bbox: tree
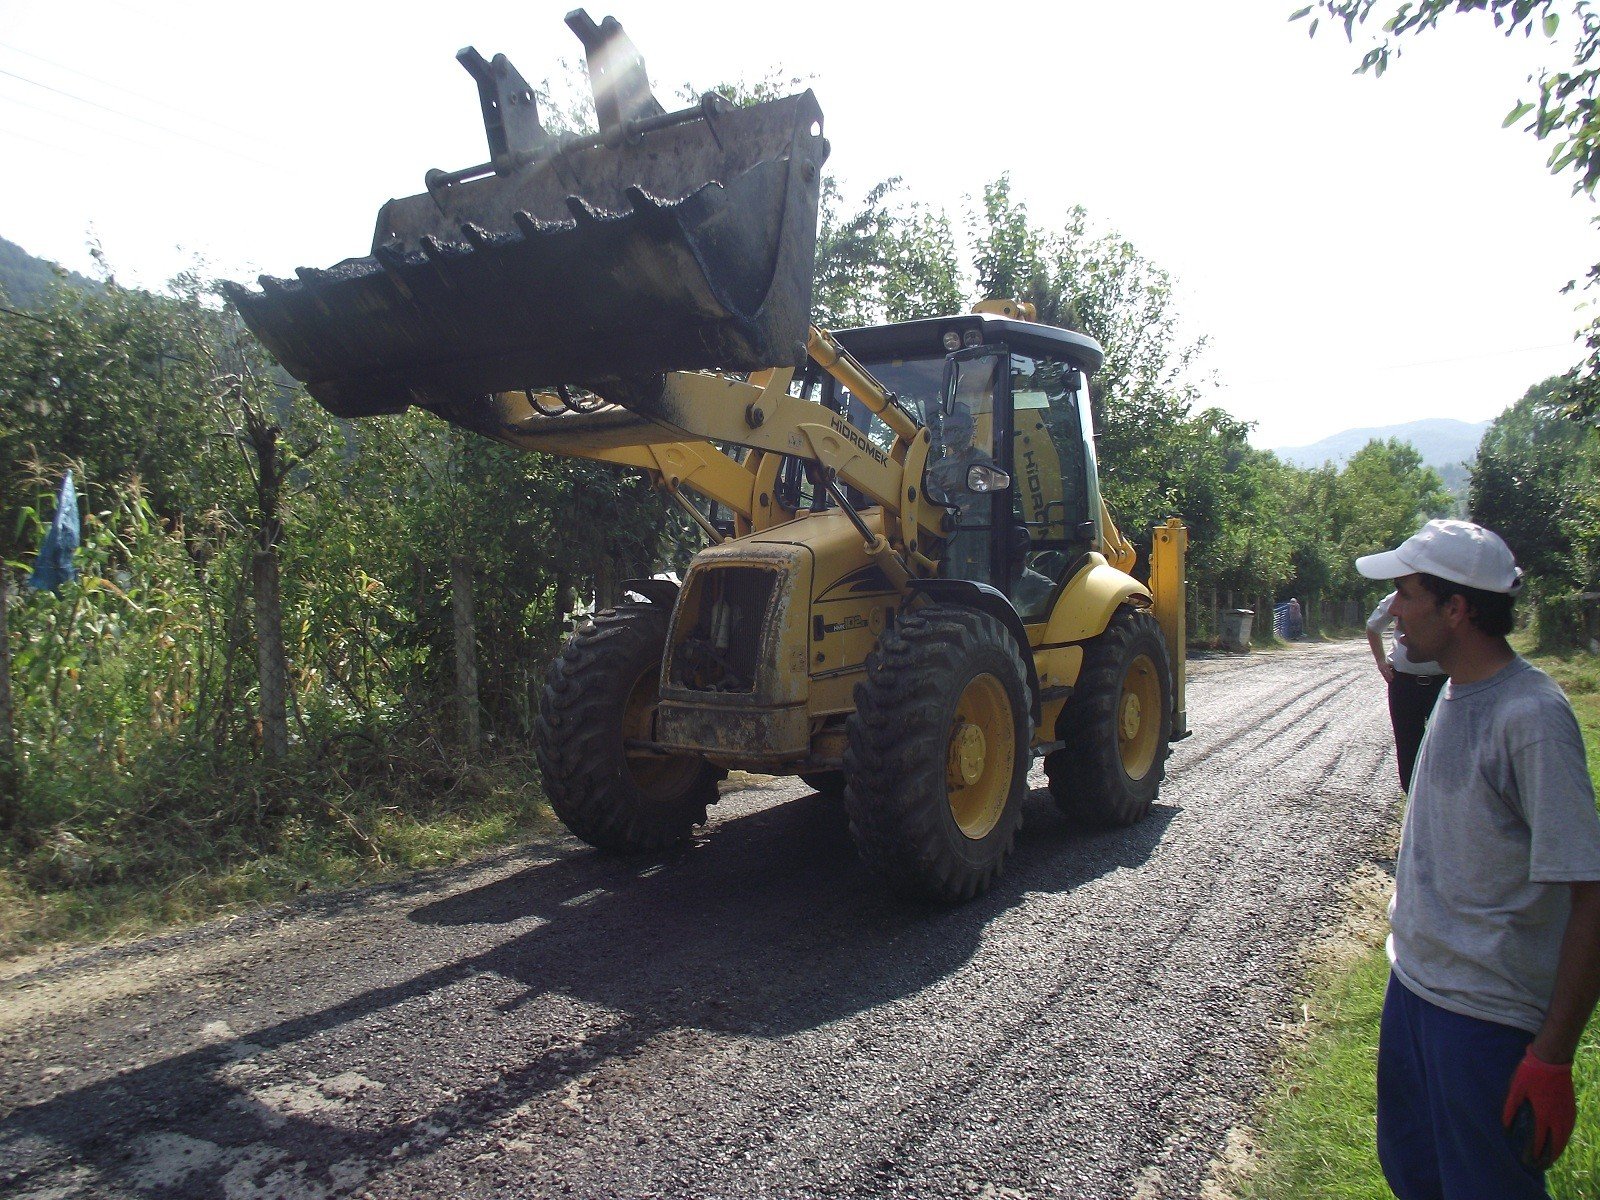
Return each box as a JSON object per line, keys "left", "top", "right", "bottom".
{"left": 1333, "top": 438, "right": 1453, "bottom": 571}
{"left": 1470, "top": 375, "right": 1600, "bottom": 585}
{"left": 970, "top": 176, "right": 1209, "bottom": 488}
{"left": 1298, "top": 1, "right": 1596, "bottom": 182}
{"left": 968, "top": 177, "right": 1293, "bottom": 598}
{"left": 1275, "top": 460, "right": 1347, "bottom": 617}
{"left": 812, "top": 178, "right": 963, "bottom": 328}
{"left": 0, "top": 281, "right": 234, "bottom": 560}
---*---
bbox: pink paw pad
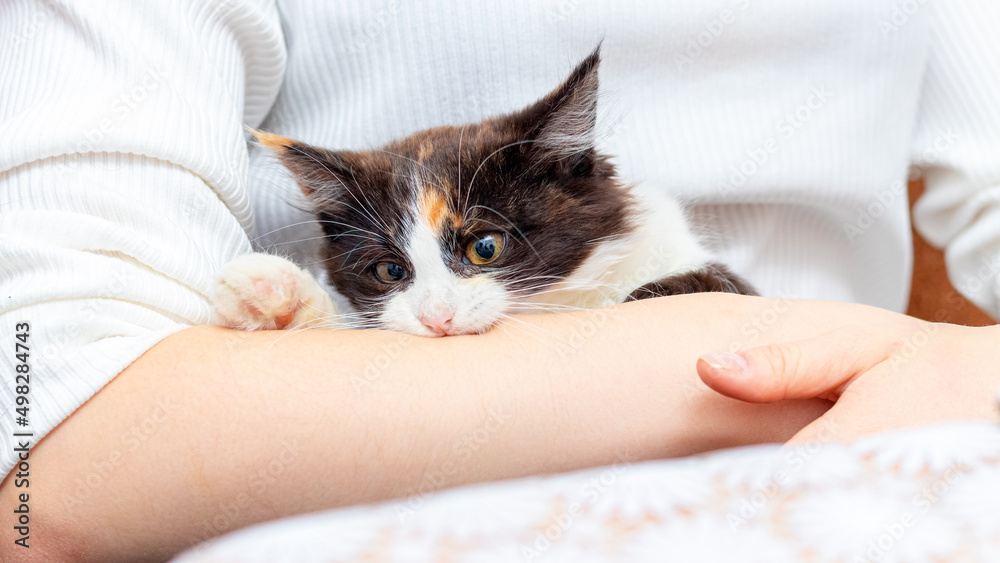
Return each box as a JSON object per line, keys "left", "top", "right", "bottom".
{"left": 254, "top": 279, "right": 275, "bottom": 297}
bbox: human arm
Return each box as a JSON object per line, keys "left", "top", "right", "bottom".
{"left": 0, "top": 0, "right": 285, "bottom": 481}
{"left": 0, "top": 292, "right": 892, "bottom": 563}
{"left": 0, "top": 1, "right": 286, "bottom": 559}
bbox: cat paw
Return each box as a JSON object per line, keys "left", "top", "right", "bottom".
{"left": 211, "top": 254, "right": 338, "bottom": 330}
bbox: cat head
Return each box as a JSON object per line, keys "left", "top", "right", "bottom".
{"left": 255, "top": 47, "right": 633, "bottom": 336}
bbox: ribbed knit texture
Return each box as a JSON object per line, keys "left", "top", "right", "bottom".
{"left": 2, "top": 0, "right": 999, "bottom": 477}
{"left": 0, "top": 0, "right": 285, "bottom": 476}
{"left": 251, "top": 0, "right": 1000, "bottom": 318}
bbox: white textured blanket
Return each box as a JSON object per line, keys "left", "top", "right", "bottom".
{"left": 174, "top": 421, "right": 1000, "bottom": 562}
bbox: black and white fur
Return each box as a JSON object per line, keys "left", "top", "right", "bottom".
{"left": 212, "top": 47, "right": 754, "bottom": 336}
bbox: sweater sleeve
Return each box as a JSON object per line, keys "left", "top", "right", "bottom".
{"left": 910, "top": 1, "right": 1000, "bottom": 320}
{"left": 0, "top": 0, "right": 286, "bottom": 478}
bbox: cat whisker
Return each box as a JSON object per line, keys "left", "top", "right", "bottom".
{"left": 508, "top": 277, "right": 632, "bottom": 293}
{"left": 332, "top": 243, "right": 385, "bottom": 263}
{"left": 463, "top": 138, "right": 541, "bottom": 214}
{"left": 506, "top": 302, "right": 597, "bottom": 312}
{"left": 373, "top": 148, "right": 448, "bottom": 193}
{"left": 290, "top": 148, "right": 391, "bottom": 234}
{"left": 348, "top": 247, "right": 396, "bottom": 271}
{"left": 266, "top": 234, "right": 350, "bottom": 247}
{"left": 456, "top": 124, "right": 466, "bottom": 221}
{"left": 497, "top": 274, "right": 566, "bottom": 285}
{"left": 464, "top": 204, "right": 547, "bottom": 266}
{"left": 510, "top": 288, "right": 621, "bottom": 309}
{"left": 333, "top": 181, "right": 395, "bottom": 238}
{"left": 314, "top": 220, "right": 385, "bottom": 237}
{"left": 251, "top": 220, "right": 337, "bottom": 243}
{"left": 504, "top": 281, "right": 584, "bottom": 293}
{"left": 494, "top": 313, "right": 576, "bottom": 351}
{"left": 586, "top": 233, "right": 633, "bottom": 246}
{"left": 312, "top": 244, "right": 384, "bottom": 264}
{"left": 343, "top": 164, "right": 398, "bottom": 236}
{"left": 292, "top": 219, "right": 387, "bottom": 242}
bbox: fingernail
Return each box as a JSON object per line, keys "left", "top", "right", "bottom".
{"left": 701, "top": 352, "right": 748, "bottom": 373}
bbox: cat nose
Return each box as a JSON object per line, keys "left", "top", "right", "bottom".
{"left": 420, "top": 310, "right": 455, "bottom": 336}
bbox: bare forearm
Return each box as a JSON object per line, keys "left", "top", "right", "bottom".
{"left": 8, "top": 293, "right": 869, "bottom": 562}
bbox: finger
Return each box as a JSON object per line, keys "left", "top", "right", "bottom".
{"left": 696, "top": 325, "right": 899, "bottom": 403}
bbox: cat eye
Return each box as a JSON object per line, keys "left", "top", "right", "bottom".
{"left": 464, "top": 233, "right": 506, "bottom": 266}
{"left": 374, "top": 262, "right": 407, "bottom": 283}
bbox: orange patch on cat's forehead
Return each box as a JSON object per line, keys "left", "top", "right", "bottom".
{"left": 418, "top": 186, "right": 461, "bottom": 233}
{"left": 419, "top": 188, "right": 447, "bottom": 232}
---*---
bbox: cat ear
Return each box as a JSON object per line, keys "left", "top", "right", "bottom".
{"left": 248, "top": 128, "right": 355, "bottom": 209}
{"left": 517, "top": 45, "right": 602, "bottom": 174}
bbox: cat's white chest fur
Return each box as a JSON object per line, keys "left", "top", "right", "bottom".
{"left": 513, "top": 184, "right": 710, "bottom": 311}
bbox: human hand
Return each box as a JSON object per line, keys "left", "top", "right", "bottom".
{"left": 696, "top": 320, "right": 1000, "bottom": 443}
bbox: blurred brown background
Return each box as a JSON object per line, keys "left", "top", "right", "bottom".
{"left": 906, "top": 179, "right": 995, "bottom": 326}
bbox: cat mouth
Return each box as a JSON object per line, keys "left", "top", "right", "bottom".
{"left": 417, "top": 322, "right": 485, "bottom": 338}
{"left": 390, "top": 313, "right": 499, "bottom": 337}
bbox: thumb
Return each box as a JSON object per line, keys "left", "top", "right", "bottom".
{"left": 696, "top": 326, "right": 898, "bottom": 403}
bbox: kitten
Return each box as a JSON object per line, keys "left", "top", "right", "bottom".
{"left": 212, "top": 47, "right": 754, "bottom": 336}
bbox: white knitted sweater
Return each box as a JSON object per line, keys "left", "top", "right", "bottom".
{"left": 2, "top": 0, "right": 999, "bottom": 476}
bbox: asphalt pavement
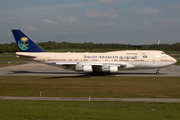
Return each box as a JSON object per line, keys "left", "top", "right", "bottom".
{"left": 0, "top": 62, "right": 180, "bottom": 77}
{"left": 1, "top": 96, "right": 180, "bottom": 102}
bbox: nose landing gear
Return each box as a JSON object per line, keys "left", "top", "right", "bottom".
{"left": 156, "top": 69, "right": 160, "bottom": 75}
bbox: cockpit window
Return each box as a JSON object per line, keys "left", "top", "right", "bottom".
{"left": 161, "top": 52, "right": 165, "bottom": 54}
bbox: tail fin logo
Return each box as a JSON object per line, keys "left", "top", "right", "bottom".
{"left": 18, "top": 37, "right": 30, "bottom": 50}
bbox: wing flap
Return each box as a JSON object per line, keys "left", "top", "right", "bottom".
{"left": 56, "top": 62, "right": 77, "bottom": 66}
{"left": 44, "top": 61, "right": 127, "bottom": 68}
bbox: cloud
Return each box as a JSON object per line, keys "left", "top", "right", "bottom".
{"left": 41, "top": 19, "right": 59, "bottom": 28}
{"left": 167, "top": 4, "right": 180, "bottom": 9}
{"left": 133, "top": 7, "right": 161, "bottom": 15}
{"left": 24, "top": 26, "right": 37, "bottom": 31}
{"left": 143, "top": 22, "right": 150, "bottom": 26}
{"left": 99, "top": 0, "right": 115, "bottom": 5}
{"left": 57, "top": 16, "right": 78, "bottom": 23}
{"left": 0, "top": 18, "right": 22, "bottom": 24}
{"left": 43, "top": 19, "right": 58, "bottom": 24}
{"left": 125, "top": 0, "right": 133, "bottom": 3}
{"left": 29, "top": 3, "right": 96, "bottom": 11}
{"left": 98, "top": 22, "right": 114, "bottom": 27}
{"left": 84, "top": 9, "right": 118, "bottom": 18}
---*---
What is being asked: From the data above, copy each line that holds "white".

Written answer:
bbox: white textured blanket
bbox: black and white fur
bbox: cat's white chest fur
bbox: white knitted sweater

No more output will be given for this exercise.